Task description:
Reproduce nothing but the closing run of lines: the line with "the street sign?" and each line that follows it to the end of the data.

Referring expression data:
- - -

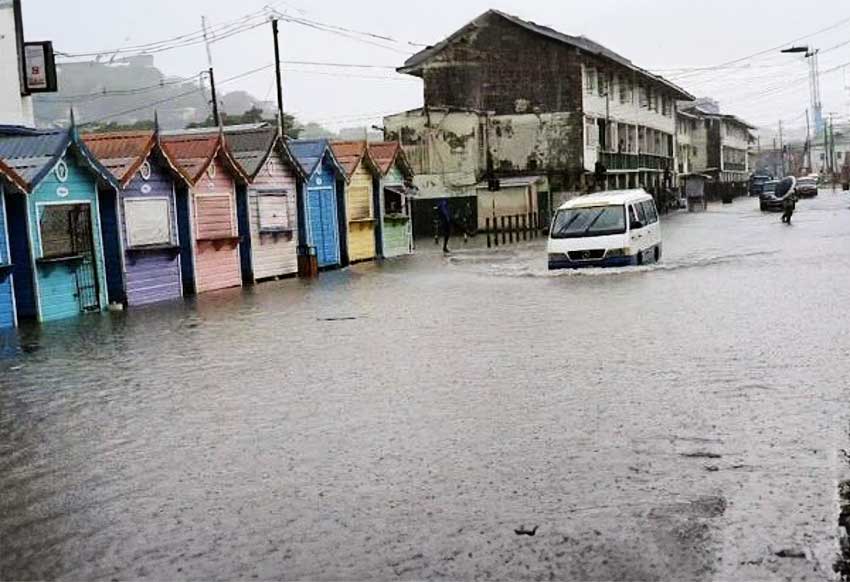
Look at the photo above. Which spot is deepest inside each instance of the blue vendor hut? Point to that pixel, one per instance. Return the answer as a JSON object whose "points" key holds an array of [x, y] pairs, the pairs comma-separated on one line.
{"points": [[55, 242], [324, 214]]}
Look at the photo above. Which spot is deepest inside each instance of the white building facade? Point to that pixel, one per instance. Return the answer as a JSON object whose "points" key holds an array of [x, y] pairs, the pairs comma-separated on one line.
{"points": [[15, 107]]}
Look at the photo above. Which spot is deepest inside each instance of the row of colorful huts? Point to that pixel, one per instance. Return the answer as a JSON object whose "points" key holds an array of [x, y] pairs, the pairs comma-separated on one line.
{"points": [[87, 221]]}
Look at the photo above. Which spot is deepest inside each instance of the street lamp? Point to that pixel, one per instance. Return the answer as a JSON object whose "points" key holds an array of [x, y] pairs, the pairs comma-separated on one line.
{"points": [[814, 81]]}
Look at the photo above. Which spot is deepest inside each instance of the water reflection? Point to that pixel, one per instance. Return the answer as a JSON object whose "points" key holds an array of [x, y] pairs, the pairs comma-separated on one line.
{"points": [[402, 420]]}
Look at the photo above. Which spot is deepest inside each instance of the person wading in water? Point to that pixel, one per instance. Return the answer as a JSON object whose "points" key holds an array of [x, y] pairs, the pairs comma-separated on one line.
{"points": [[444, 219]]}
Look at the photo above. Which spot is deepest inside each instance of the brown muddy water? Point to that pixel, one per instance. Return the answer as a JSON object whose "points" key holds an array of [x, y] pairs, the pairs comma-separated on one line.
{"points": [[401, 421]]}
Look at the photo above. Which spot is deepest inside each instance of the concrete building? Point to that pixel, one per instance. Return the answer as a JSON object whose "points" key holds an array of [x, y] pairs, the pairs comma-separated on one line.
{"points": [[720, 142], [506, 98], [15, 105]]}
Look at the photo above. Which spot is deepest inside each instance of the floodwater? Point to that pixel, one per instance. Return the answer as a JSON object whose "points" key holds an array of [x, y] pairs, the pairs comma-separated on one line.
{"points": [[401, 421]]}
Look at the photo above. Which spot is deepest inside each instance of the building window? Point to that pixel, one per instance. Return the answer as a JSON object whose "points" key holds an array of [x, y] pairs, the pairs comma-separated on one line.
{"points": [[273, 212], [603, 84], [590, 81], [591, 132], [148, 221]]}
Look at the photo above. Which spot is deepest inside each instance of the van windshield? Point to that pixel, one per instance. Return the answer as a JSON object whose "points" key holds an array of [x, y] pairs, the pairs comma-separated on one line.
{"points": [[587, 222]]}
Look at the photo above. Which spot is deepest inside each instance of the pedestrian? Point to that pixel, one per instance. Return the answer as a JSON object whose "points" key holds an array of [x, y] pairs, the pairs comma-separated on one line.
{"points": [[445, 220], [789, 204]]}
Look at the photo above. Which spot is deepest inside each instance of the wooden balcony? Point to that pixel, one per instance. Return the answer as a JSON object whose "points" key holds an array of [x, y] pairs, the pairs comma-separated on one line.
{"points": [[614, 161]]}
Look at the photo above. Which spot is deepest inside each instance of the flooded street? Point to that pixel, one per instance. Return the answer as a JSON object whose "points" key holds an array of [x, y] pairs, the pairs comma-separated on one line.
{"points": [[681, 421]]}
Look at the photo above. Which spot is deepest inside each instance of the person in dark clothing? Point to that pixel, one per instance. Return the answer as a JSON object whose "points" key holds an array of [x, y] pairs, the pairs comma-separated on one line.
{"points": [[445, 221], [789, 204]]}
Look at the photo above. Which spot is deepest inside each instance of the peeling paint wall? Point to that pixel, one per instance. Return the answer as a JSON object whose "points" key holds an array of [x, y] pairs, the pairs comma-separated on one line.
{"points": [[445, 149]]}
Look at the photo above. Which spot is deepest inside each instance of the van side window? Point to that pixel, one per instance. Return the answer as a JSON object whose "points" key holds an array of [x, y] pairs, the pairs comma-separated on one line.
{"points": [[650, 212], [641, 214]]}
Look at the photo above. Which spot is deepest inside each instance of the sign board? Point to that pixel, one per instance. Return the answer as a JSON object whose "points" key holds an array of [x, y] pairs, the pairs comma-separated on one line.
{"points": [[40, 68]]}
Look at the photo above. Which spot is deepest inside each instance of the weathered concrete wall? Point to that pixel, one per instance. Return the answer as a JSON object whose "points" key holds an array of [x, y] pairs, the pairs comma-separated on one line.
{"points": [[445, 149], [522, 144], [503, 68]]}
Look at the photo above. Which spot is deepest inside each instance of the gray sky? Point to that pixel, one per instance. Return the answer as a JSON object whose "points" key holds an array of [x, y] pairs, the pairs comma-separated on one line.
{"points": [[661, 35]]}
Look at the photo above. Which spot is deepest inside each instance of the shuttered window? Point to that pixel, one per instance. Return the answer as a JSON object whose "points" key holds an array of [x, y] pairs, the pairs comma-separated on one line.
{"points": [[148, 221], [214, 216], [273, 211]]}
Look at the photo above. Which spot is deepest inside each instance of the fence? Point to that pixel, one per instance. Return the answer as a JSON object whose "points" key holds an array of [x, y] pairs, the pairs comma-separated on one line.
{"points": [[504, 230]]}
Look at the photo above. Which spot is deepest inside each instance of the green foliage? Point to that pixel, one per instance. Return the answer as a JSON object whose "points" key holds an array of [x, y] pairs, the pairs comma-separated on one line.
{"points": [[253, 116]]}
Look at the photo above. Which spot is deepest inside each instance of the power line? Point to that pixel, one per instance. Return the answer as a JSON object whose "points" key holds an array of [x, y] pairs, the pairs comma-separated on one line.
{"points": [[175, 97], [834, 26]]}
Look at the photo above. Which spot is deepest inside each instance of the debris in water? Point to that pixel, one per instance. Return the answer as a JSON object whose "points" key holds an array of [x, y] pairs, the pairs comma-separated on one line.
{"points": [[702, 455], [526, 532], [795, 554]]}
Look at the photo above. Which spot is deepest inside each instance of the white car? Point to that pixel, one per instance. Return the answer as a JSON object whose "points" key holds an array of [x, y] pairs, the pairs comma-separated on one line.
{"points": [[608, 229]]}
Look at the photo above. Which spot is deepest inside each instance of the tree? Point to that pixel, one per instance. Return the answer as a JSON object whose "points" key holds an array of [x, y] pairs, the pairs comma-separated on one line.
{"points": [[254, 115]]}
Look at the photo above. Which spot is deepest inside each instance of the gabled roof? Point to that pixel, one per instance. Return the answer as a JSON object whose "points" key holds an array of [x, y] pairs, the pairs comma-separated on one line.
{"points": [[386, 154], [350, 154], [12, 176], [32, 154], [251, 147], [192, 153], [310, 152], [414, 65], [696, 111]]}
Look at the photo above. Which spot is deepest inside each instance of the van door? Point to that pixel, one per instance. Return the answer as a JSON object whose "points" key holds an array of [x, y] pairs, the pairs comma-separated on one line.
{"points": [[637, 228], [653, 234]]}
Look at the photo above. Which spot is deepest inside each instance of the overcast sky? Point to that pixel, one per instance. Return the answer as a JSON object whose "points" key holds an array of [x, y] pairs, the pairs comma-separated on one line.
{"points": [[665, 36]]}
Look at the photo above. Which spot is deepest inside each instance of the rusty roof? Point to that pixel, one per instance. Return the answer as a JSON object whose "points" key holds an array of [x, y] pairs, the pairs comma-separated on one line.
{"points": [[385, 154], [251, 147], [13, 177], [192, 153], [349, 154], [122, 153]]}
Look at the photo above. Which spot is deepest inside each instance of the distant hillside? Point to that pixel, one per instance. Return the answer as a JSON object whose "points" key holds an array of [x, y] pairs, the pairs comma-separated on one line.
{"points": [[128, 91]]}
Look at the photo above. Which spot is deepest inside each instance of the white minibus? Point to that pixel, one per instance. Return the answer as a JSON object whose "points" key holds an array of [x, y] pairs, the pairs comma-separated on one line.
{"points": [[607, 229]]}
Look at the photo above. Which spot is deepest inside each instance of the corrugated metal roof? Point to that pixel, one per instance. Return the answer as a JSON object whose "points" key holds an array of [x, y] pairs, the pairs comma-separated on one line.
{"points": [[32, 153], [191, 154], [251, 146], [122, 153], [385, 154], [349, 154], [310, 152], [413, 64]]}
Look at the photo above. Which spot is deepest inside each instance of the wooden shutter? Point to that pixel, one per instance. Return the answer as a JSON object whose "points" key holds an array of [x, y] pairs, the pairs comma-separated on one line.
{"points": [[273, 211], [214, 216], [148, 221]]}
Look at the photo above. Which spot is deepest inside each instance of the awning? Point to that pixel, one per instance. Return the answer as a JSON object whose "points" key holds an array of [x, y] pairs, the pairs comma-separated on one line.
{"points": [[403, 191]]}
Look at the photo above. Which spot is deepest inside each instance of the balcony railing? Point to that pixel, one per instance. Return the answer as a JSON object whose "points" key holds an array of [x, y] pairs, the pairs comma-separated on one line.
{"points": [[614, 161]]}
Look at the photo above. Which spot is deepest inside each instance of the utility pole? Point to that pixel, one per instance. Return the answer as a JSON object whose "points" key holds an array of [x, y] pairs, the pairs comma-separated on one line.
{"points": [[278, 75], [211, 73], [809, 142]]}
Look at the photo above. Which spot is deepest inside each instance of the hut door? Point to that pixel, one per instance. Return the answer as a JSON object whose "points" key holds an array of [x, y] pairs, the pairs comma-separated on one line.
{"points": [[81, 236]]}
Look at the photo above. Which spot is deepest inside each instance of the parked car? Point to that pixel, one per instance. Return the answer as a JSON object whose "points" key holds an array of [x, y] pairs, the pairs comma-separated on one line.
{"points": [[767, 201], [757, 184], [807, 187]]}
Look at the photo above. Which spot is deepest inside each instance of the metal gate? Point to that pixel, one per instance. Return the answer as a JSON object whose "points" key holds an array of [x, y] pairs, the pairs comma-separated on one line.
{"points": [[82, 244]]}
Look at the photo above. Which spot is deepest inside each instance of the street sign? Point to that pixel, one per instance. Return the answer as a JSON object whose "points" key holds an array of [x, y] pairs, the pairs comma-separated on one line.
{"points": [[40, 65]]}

- - -

Answer:
Look at the photo above. Which spot is deepest inside each instance of the street sign? Point to that pixel, one per instance. Return the answer as a JSON object whose "points" key holds an array of [x, y] pairs, the pairs comma-separated on one line.
{"points": [[40, 65]]}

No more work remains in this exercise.